* _INFORMATION GIVEN_:
^^^^^^^^^^^^^^^^
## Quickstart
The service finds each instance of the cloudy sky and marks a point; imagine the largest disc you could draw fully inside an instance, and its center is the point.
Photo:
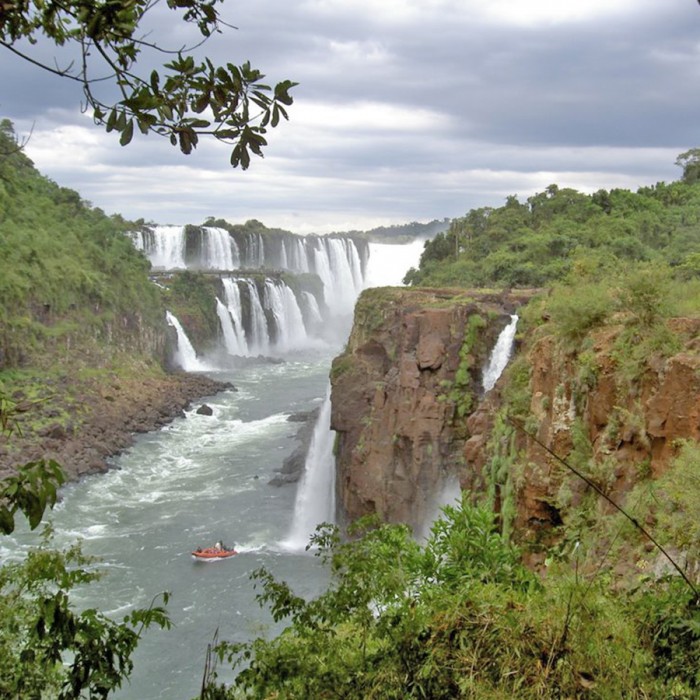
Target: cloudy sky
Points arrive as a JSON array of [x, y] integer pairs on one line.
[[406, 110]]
^^^^^^^^^^^^^^^^
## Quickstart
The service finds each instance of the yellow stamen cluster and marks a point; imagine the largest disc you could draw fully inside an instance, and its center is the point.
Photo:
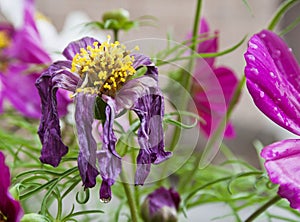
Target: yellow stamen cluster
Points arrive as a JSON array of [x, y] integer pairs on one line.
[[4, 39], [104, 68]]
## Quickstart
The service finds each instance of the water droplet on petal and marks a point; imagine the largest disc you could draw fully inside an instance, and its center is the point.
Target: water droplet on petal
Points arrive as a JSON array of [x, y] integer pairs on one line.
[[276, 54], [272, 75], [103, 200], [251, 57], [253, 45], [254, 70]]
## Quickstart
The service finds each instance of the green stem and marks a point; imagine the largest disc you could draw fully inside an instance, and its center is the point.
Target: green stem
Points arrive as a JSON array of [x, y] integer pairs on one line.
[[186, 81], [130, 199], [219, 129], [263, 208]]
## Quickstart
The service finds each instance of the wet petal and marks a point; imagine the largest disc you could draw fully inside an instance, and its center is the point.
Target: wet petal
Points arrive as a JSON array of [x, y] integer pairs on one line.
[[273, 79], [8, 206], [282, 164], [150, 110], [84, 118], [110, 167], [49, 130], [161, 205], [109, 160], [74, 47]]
^^^^^^^^^^^^^^^^
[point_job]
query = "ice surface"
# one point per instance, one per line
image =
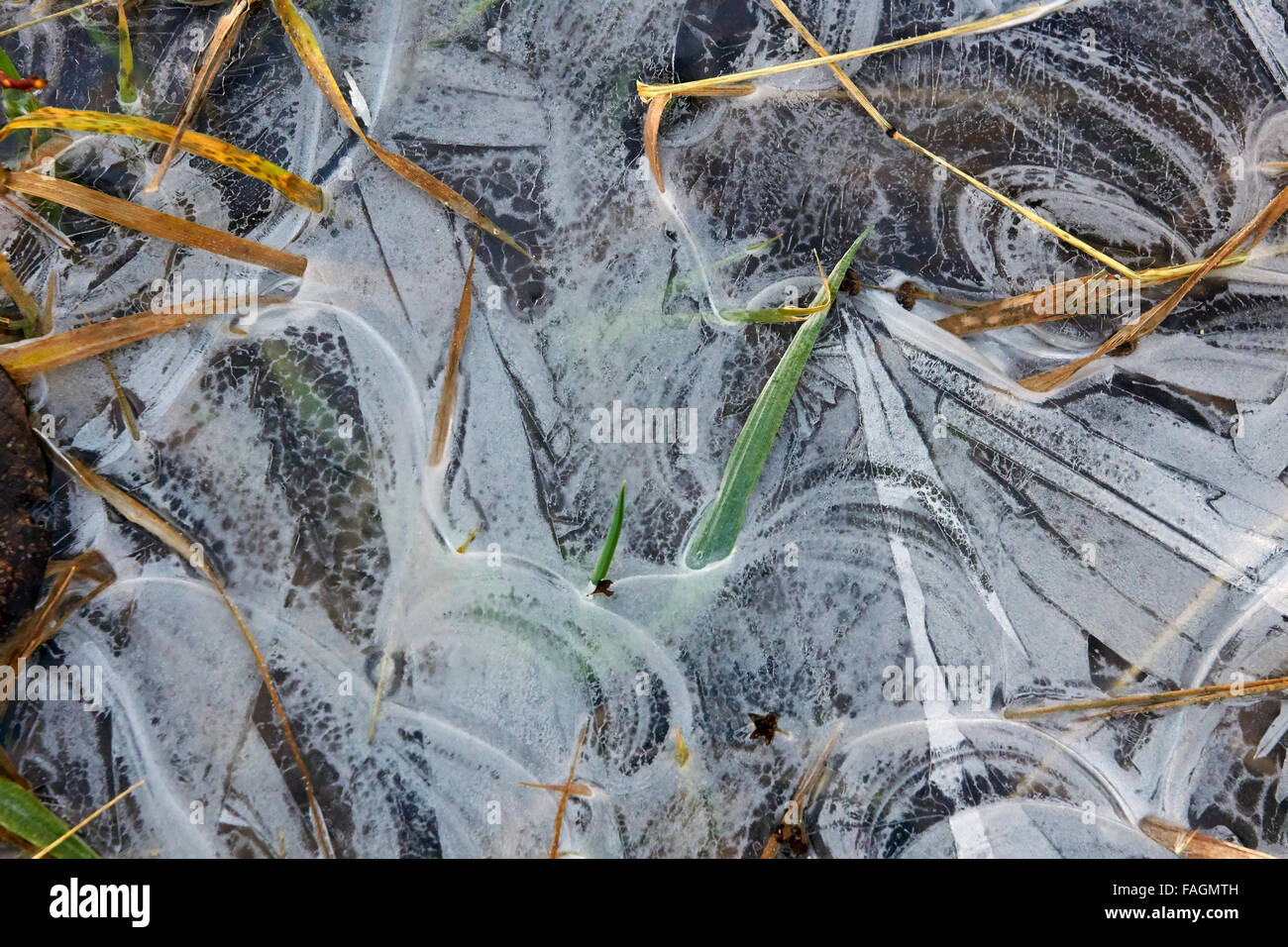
^^^^^^^^^^^^^^^^
* _INSTRUCTIONS FOR THE TASK_:
Count the lines of the material that include the word "each", then report only the total.

* _EXERCISE RESPONSE_:
5